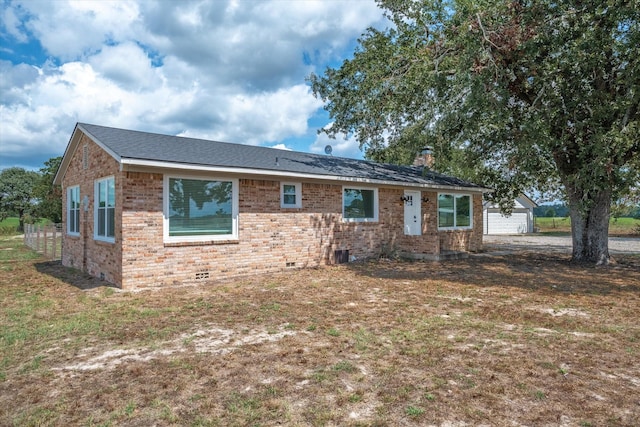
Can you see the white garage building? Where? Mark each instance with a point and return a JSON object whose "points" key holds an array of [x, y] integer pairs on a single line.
{"points": [[520, 221]]}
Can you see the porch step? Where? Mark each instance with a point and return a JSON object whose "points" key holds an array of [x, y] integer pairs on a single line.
{"points": [[442, 256]]}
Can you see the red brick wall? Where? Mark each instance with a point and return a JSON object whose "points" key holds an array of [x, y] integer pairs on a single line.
{"points": [[100, 259], [270, 238]]}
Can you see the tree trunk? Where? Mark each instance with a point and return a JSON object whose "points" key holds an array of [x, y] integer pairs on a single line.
{"points": [[590, 228]]}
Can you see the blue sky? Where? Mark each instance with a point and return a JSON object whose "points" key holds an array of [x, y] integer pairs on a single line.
{"points": [[225, 70]]}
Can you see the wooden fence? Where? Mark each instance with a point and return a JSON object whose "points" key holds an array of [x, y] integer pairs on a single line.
{"points": [[46, 239]]}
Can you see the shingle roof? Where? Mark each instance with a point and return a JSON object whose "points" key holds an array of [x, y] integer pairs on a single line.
{"points": [[131, 146]]}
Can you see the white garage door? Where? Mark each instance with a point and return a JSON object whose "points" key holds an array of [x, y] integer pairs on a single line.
{"points": [[496, 223]]}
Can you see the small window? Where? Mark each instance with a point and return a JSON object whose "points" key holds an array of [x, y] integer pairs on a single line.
{"points": [[73, 210], [199, 209], [454, 211], [85, 157], [105, 209], [360, 204], [290, 195]]}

^^^^^^^^^^^^^^^^

■ YOUR OBJECTIVE ■
Reproduce every row above word for word, in the order shown. Leave the picture out of your reproduction.

■ TASK SOLUTION ■
Can you see the white garage building? Where? Mark each instance with a point and return a JSON object whose "points" key holds an array of [x, y] integer pairs on a single line.
{"points": [[520, 221]]}
Can you see the porch step? Where? Mark each instance with a point and return a JSON object whose "points" key holds an array of [x, y] integer pairs on a single line.
{"points": [[442, 256]]}
Can you see the red brick wall? Where? Mark each instance with a point and return a JSON object whose "points" key holds an array of [x, y] integer pairs on a single line.
{"points": [[100, 259], [270, 238]]}
Can you see the tree trunk? Where? Mark each instance with a point and return a JSON object whose "points" key holds an array of [x, y] integer pairs on a single line.
{"points": [[590, 228]]}
Can you see the blue sky? Where? Mark each instance with a point and return a JSON object whose "points" key holds an array of [x, y] integer pairs on a single line.
{"points": [[225, 70]]}
Can you see the wooden fence? Where? Mark each instance with a point and return a JSON object whose "points" key holds an array of [x, y] integer pairs on a single line.
{"points": [[46, 239]]}
Can you see the shingle roof? Where? Mark each instance with a point and return a JSON object whose "points" key holds an array of [x, y] integer pairs on a single line.
{"points": [[131, 146]]}
Can you see the white garage door? Where? Mark each instance with a point and return a JSON object whose "points" key holds an array of [x, y] integer pairs on a single line.
{"points": [[496, 223]]}
Can you see the small window? Where? Mark each instance with a point and return a JSON object whose "points" key holds an array of [x, y] integer pairs on a single line.
{"points": [[73, 210], [199, 209], [454, 211], [85, 157], [105, 209], [360, 204], [290, 195]]}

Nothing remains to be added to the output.